Exercise goal: Rewrite the part that opens with the line containing "fog -> outlines" and closes with the line containing "POLYGON ((147 0, 122", changing "simplified polygon" to "reduced polygon" and leaving everything else as it is. Return only those lines.

Labeled area outline listing:
——————————
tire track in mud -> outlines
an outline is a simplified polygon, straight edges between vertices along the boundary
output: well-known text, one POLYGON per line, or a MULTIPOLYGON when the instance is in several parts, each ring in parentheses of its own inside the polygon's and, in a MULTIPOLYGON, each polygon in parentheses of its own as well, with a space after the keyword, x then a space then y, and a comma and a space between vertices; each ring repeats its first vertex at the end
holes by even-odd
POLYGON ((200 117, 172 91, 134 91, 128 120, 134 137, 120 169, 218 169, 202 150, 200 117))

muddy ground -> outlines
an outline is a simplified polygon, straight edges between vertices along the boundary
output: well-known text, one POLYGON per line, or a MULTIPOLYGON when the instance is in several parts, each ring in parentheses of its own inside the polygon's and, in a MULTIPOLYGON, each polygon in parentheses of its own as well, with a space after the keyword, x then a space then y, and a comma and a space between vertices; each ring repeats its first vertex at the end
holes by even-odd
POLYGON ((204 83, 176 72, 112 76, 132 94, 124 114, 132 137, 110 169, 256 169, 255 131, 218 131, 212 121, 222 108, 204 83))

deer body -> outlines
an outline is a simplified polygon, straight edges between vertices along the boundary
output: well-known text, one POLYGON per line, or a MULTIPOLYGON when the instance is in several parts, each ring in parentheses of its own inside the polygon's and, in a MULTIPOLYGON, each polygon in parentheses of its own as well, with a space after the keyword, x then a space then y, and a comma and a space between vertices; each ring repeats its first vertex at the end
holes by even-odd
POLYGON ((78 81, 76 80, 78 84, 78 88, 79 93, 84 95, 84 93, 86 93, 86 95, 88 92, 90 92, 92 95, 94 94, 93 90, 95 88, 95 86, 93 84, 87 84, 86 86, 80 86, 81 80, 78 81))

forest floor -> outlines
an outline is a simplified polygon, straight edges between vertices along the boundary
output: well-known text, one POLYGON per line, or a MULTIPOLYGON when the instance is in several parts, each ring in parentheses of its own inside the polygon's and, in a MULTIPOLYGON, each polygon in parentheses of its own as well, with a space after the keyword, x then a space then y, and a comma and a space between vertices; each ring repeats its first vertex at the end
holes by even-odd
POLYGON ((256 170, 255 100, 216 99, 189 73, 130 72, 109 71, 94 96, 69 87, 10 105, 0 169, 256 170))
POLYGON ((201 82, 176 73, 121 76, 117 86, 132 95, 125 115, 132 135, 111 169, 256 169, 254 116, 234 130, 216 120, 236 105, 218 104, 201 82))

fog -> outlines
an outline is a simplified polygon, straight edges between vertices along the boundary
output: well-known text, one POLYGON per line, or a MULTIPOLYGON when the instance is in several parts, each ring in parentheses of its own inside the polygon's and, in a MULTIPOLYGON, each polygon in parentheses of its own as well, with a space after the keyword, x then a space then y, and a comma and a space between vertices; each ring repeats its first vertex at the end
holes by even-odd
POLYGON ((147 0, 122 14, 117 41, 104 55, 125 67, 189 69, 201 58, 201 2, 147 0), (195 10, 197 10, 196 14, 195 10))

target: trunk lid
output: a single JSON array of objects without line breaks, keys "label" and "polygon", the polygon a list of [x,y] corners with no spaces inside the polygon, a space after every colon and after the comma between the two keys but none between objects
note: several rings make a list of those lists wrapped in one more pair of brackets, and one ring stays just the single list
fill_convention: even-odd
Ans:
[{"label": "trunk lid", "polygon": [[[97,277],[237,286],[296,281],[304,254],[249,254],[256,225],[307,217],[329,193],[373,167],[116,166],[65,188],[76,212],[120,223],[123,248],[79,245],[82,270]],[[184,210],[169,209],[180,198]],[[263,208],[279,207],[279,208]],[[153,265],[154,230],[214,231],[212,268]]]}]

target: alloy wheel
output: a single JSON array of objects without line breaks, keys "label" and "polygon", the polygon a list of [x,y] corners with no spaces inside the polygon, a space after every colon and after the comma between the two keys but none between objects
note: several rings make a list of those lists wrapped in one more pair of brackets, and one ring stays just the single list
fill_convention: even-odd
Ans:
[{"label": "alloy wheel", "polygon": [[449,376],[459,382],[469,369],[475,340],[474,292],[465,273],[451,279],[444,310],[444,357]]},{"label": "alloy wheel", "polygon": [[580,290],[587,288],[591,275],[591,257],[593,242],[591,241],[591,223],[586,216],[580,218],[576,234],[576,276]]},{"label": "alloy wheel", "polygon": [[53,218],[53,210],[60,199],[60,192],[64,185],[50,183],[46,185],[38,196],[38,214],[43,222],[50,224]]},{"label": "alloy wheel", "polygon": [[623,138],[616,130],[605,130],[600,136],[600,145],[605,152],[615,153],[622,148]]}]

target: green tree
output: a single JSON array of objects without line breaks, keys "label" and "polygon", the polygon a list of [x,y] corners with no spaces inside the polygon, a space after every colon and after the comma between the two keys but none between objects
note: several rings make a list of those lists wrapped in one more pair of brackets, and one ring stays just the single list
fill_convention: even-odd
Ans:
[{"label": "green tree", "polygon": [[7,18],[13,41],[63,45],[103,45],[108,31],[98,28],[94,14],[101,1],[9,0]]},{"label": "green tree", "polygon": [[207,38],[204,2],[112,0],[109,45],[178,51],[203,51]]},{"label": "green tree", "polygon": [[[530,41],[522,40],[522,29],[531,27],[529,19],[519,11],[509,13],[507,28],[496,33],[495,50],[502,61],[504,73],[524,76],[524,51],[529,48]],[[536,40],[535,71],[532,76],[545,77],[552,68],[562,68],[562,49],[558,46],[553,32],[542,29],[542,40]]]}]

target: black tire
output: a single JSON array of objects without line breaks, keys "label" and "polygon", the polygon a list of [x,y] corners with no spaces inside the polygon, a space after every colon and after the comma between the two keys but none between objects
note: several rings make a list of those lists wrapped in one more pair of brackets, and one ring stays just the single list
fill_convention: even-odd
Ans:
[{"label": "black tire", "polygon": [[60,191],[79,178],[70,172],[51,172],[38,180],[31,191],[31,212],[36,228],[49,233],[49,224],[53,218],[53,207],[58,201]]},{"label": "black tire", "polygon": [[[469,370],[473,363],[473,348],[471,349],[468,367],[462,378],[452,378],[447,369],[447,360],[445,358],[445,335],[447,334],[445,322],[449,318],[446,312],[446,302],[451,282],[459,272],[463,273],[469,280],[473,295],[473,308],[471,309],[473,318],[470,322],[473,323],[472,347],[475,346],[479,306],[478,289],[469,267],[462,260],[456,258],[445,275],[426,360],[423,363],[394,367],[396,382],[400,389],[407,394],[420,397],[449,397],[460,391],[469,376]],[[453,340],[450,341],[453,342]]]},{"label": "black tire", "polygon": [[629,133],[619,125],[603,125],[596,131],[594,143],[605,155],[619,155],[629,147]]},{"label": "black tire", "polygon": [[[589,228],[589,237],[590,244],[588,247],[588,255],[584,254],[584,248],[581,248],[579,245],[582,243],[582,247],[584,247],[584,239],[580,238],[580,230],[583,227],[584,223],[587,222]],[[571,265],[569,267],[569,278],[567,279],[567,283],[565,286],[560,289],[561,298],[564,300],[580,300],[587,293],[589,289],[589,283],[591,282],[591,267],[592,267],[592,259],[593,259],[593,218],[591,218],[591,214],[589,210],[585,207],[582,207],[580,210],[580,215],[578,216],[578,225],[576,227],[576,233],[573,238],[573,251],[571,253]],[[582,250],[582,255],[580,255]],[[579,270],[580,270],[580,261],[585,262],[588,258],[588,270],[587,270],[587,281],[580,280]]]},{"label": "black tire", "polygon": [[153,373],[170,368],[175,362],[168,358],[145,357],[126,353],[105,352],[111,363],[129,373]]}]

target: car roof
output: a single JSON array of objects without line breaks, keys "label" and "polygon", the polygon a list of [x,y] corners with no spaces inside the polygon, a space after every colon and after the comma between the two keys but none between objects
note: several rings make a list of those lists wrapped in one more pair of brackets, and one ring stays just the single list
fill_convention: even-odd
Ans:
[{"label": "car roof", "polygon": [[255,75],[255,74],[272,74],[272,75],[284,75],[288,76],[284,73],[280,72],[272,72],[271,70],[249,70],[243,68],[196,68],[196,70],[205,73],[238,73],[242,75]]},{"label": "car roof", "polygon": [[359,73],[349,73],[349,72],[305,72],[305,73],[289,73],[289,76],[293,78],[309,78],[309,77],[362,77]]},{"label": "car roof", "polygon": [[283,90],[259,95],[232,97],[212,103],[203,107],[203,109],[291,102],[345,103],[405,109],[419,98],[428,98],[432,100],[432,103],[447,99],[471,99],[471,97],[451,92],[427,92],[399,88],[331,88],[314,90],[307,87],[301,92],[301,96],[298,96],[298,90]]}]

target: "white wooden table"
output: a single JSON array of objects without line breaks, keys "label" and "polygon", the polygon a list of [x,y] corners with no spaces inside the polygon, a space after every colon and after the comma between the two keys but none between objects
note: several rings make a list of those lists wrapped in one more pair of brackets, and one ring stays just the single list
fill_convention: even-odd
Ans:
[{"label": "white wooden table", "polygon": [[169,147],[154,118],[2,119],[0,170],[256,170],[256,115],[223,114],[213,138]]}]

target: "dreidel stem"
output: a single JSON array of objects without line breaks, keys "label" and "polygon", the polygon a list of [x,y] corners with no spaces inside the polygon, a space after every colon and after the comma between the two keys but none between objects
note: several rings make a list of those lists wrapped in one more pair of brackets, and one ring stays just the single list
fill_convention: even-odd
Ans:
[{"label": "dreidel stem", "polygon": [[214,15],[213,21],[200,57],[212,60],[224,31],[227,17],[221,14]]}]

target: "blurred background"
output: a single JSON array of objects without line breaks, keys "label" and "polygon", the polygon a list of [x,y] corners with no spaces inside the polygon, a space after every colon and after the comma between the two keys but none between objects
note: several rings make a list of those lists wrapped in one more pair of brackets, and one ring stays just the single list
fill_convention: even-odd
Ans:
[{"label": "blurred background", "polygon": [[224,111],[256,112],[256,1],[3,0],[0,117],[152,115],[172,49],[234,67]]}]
——————————
Worked solution:
fog -> outlines
an outline is a reduced polygon, straight edges between vertices along the boundary
output: well-known text, one POLYGON per line, or a MULTIPOLYGON when the instance is in several parts, each ring in parentheses of its own inside the polygon's and, in a MULTIPOLYGON, each polygon in parentheses of its own as well, with a space after the keyword, x then a space then y, and a comma and a space between vertices; each ring repeats its first vertex at the end
holes by even-odd
POLYGON ((147 0, 122 14, 117 41, 104 55, 125 67, 189 69, 201 58, 201 2, 147 0), (195 10, 197 10, 196 14, 195 10))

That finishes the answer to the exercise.